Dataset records
--------------------

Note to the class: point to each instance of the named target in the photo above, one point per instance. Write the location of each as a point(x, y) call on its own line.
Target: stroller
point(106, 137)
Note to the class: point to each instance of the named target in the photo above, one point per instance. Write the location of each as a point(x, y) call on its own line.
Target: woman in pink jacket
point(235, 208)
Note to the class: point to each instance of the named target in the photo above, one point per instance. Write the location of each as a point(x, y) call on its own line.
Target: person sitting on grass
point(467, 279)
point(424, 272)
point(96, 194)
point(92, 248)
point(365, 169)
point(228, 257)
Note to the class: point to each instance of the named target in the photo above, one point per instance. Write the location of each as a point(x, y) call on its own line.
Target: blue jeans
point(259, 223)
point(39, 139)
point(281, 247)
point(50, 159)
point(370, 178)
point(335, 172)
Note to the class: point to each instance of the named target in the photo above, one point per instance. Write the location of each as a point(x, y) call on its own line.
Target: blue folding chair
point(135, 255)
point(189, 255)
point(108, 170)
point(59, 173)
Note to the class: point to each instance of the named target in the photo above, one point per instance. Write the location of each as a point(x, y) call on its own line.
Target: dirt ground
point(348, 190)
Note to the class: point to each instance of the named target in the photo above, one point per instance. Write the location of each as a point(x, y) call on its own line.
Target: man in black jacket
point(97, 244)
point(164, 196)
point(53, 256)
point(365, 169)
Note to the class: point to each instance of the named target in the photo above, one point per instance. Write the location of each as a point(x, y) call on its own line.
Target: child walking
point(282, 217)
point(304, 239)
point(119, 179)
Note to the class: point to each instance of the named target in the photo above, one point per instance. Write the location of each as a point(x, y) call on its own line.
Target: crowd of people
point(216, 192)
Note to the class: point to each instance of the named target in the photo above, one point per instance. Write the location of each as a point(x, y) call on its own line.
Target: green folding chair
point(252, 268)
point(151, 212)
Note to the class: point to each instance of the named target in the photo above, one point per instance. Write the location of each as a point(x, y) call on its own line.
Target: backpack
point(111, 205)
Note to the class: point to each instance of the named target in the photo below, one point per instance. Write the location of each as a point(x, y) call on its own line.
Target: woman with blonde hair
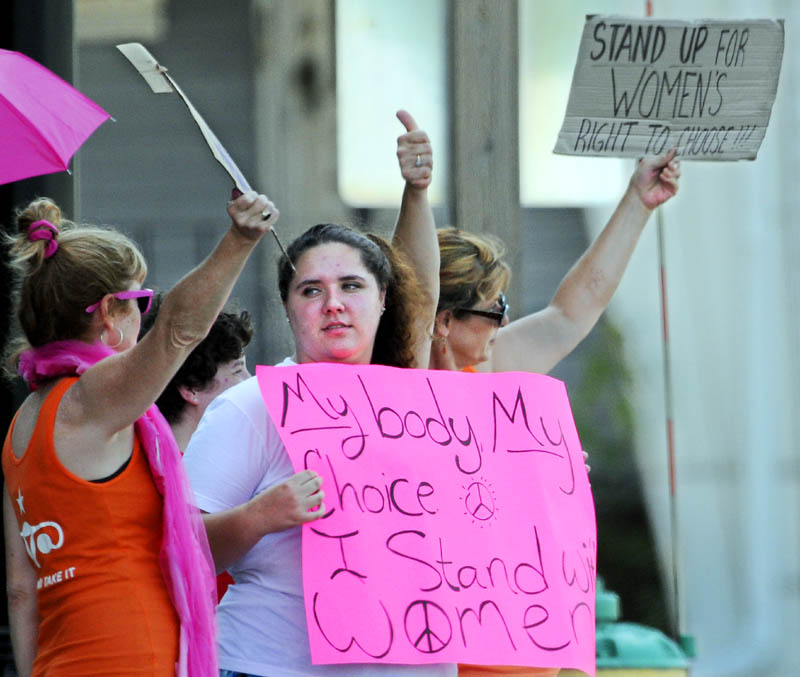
point(107, 567)
point(473, 332)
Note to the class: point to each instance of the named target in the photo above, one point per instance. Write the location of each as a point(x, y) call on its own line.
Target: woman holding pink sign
point(348, 298)
point(472, 330)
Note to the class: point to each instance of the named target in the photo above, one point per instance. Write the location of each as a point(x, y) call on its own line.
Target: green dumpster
point(633, 650)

--------------------

## SHORT PROBLEM
Transcribe all of the material above word for word, leaving out the pictures.

## ANSWER FOR THE TASK
Note to the class: point to each instance of the named target in the photo above, one point per instance. Write the location of each as a point(x, y) call on its own line.
Target: stroller
point(106, 137)
Note to the class: point to each instance of the named target in the photo above, one point per instance. Write the location of each as a point(x, y) call on its own line.
Target: woman in pink jacket
point(235, 208)
Note to the class: point to each instance of the named target in the photo above, one point per instance. Write the location of each as a point(x, y) call on its own line.
Target: person sitting on grass
point(467, 279)
point(424, 272)
point(96, 194)
point(92, 248)
point(365, 169)
point(228, 257)
Note to the class: point to each instance of the named target in the photo above, one point per instance. Write the location of each as a point(x, y) call on its own line.
Target: blue jeans
point(259, 223)
point(39, 139)
point(281, 247)
point(50, 159)
point(370, 178)
point(335, 172)
Note to the class: point to each instance of the named target in the photo above, one point per instance. Write the location of each as a point(x, y) call on its own line.
Target: blue folding chair
point(135, 255)
point(189, 255)
point(108, 170)
point(59, 173)
Note to the class: point to each instance of the named target in the photo above, one point per instance. Write the location of each as a point(x, y) call on its own line.
Target: dirt ground
point(348, 190)
Note to the class: point to each instance of the named target in the photo above, one point per instance. Write the location of each as a point(x, y) call on its own line.
Target: man in black jacket
point(97, 244)
point(164, 196)
point(53, 256)
point(365, 169)
Note to the class: point to each instance of the named target in the photo above, one point per instance. Write the location of each as a point(x, y) call on its own line.
Target: child walking
point(282, 217)
point(304, 239)
point(119, 179)
Note to the class: point to each instance of the named target in the photo above, one point per instance. Write the location of each as a point(x, y) call on its own line.
Target: crowd of people
point(216, 192)
Note to the class: point to each instance of the named target in the photo above, one point per instance. Write the location of each as a point(x, y) call on its own line.
Target: green folding chair
point(252, 268)
point(151, 212)
Note to the class: point to each instance of the named target in the photo above, one point per instance. Write the location of each as a point(x, y) call on its own line.
Target: backpack
point(111, 205)
Note to the class: point to each instance of the named target in the photo below, one point per instance. Write the location of each as a point(x, y) call on its own line.
Target: woman with blonde hair
point(107, 567)
point(473, 332)
Note to the class: point to each instance of the named target in the photo above, one point per instance. Write the location of each as a point(x, y) call on its own line.
Target: woman holding pink sign
point(348, 298)
point(472, 330)
Note to the class: point to each instance of the named target in the photo above, one point per instance. Write the location of each as a point(x, y) call on its own line.
Target: green dumpster
point(633, 650)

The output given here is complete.